Instructions to follow
Set down the rows again without any change, starting with the line that contains "Each instance of the grass" and going on through the line that contains "48], [113, 47]]]", and reproduce only those lines.

Data shown
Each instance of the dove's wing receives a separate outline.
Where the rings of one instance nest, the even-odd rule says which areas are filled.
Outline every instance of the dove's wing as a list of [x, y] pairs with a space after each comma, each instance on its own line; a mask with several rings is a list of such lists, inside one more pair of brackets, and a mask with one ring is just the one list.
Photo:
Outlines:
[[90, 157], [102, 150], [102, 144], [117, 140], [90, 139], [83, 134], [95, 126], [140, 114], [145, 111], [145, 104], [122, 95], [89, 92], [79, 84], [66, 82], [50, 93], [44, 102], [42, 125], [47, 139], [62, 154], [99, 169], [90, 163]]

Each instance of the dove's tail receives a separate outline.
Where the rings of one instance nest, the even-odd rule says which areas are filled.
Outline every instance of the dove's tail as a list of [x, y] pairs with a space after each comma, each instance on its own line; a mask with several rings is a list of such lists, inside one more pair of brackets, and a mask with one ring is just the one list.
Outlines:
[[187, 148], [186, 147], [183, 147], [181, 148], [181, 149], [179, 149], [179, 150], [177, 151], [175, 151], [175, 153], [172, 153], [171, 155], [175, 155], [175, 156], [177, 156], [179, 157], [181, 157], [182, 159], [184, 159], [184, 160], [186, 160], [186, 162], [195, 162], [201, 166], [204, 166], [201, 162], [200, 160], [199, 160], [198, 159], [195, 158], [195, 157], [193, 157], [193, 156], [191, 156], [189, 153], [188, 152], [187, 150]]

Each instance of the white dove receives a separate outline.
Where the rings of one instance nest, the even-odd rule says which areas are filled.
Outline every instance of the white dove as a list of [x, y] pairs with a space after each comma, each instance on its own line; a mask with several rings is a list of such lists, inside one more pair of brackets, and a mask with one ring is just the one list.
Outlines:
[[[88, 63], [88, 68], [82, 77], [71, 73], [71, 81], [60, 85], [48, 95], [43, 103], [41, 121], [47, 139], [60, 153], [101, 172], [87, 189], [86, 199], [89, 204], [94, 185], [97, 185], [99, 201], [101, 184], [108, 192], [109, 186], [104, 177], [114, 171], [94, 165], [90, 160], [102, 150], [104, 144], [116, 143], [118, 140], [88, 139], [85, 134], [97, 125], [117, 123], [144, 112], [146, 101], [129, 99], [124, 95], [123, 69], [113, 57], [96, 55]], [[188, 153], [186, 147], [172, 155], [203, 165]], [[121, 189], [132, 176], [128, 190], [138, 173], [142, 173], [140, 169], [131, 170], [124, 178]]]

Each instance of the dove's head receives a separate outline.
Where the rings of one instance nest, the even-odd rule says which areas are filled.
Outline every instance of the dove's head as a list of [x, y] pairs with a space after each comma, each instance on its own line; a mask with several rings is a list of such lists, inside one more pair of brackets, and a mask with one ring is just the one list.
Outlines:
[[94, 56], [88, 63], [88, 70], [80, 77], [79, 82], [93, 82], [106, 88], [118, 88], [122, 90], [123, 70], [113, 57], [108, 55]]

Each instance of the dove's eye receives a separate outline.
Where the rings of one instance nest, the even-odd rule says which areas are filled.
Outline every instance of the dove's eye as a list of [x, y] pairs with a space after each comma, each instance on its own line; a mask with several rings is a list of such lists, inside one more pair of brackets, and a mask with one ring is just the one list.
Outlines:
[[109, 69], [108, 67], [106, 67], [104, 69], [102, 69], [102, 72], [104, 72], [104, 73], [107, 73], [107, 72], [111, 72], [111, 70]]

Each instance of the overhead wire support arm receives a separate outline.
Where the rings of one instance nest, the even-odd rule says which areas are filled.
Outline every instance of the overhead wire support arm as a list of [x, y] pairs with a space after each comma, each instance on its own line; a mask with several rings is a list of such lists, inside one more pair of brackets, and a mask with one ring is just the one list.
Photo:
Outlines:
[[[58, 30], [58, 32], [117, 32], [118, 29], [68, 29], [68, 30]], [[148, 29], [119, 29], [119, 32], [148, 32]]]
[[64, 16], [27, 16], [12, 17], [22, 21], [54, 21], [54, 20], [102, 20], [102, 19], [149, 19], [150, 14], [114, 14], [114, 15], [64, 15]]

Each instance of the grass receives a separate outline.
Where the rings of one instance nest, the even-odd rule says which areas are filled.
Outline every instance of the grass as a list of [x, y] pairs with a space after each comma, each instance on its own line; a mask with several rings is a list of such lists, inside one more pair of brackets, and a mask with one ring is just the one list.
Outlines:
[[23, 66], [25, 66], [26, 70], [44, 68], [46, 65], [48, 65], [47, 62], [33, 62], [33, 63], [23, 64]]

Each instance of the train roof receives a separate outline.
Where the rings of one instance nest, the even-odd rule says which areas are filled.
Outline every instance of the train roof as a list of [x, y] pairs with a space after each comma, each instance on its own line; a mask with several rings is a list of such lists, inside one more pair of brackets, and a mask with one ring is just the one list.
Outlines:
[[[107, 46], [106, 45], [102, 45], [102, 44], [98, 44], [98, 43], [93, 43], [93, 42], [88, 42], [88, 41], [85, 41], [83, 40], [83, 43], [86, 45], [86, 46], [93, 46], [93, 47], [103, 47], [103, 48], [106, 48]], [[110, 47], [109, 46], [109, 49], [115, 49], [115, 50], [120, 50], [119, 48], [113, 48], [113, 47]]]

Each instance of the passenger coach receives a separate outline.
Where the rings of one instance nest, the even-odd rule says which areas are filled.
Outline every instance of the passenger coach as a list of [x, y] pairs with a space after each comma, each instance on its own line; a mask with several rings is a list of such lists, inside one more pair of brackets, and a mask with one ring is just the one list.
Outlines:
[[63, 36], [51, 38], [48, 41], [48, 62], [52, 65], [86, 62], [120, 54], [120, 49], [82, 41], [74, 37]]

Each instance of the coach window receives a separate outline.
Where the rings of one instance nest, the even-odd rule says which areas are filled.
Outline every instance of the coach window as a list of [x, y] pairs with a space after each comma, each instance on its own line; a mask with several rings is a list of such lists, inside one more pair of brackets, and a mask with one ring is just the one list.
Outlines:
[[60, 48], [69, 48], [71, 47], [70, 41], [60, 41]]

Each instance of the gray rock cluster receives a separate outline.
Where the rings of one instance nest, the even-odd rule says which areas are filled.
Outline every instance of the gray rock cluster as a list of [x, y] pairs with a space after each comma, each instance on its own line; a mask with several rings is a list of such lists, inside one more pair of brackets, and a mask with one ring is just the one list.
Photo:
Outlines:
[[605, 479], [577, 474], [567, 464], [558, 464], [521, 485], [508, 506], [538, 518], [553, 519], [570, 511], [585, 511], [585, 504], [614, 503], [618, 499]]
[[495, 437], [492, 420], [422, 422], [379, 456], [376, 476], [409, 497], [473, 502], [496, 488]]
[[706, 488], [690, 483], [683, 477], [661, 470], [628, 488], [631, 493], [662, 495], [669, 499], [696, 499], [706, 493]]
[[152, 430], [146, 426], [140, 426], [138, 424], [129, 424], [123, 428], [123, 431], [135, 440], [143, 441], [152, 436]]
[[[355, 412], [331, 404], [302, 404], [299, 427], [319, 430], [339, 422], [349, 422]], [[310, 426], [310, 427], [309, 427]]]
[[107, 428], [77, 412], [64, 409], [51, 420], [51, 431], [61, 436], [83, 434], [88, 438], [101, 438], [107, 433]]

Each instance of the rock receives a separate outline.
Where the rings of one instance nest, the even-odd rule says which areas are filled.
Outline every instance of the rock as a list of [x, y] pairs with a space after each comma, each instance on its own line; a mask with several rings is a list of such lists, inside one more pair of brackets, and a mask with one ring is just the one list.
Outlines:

Correct answer
Each instance of the grass receives a separate outline.
Where the rings of one instance nest, the even-odd rule says which areas are filled.
Outline every instance of the grass as a list of [x, y] pairs with a space after each comma, each instance on its own line; a mask with several rings is a list of such lists, inside one more pair of brackets, and a mask with one ring is just the one list.
Outlines:
[[23, 66], [25, 66], [26, 70], [44, 68], [46, 65], [48, 65], [47, 62], [33, 62], [33, 63], [23, 64]]

Each instance of the train roof receives a separate outline.
Where the rings of one instance nest, the even-odd rule says which areas are filled.
Outline every instance of the train roof as a list of [x, y] pairs with a space after each comma, each instance on its own line; a mask with several rings is a list of such lists, inside one more pair of brackets, and a mask with one ring is just the one list.
Outlines:
[[[107, 46], [106, 45], [102, 45], [102, 44], [98, 44], [98, 43], [93, 43], [93, 42], [88, 42], [88, 41], [85, 41], [83, 40], [83, 43], [86, 45], [86, 46], [93, 46], [93, 47], [103, 47], [103, 48], [106, 48]], [[110, 47], [109, 46], [109, 49], [115, 49], [115, 50], [120, 50], [119, 48], [113, 48], [113, 47]]]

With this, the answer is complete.